» GIVEN EXERCISE
Echo the rows below word for word, from the very first line down to the line containing "[1120, 520]", including that line.

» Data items
━━━━━━━━━━

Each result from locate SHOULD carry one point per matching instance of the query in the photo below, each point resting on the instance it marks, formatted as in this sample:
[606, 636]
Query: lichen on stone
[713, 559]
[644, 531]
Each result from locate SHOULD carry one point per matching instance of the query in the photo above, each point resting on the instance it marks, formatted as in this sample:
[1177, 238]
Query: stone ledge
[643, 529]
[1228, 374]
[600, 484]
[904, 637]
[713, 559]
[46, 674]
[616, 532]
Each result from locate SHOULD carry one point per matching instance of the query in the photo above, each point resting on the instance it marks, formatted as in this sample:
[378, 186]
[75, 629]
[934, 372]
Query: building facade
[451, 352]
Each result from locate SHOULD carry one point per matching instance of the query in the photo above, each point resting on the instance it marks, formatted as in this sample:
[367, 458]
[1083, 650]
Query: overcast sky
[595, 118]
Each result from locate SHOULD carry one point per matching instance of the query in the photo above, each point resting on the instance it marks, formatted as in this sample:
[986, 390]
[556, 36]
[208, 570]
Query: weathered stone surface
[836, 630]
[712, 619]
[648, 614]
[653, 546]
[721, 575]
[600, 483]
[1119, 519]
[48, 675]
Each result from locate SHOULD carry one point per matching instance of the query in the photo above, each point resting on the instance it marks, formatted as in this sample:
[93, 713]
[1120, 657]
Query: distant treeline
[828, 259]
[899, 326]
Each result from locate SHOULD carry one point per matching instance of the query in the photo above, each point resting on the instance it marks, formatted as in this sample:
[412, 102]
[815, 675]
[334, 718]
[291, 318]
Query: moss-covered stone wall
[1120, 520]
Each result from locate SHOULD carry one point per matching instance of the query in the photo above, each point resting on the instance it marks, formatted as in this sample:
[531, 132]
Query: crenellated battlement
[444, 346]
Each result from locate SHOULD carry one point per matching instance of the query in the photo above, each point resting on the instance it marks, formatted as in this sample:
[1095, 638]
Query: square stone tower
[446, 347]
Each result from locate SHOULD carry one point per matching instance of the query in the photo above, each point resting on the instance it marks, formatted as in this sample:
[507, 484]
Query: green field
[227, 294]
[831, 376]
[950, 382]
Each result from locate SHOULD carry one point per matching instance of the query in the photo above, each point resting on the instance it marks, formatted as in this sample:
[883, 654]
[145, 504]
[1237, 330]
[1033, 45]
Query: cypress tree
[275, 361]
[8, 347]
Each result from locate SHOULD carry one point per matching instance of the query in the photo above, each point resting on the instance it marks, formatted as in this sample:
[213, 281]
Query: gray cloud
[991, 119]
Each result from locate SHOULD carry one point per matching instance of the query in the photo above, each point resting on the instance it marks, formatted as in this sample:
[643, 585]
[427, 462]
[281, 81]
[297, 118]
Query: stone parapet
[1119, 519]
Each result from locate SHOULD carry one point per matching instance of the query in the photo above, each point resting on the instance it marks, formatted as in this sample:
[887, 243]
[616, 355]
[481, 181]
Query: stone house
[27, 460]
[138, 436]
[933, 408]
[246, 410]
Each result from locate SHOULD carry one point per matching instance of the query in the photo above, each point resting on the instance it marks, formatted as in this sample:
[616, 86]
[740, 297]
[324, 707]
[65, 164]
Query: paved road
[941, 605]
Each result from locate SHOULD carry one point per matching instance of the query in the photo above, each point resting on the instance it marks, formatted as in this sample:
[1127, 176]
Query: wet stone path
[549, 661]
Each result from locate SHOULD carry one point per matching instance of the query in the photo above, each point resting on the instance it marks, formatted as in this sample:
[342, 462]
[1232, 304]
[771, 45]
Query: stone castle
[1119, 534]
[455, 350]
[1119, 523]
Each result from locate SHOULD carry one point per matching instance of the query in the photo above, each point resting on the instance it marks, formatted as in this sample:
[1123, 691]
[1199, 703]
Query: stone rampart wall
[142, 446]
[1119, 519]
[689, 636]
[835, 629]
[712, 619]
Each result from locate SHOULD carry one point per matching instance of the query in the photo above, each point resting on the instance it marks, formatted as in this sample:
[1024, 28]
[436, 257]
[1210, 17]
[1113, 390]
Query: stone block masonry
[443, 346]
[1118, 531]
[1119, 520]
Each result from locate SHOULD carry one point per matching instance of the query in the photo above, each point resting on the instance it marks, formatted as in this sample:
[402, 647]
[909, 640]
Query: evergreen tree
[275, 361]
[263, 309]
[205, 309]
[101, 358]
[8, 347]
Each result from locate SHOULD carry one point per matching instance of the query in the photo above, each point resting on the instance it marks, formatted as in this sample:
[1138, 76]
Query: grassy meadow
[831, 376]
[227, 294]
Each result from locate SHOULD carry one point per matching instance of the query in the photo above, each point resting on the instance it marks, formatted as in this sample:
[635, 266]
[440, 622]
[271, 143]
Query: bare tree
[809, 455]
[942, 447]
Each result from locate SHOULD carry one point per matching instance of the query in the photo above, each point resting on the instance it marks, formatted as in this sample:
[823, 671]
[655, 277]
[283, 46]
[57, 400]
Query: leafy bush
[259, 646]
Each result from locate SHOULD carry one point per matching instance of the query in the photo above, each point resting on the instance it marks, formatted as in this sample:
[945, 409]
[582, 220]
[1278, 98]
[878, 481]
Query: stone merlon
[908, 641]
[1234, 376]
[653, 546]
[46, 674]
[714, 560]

━━━━━━━━━━

» RESPONSE FOR THIS EXERCISE
Each result from locate SHOULD carry one point per matching instance of the query in the photo below, each point resting on the instance it marks, formatted as in this sample:
[606, 636]
Query: lichen on stone
[713, 559]
[644, 531]
Each result from locate SHOULD carry one point per matching instance of the query in the photo above, each point resting on the instance it marks, formatted as in this sample:
[1177, 238]
Query: stone ledge
[643, 529]
[1228, 374]
[600, 484]
[904, 637]
[713, 559]
[46, 674]
[616, 532]
Each result from locate SHOULD carry one point per matching instance of the query in the photo above, each point resting on the instance it marks, formatted as in this sample:
[378, 186]
[75, 629]
[934, 372]
Query: building facade
[451, 352]
Each result from locate SHOULD carry one point per matching instance of the query in the photo above, each point resting on the instance it marks, formatted as in this sample:
[367, 458]
[1083, 650]
Query: overcast sky
[595, 118]
Each result from locate SHOULD carry one point per matching instance of the query in the photo above, each point resting on the instance it marks, formatted as in this sample:
[986, 390]
[556, 36]
[208, 570]
Query: weathered stone surface
[836, 630]
[712, 619]
[648, 614]
[653, 546]
[721, 575]
[600, 483]
[1119, 519]
[48, 675]
Each result from locate SHOULD carry one point per matching instance of the query in the photo above, each point resting on the instance it marks, formatted as in this sample:
[93, 713]
[1120, 657]
Query: distant treeline
[828, 259]
[899, 326]
Each result from locate SHOULD carry one point per matching instance of the query in the photo above, each point resting on the instance it marks, formatted as in this sample:
[412, 102]
[815, 675]
[334, 718]
[291, 318]
Query: moss-covered stone wall
[1120, 520]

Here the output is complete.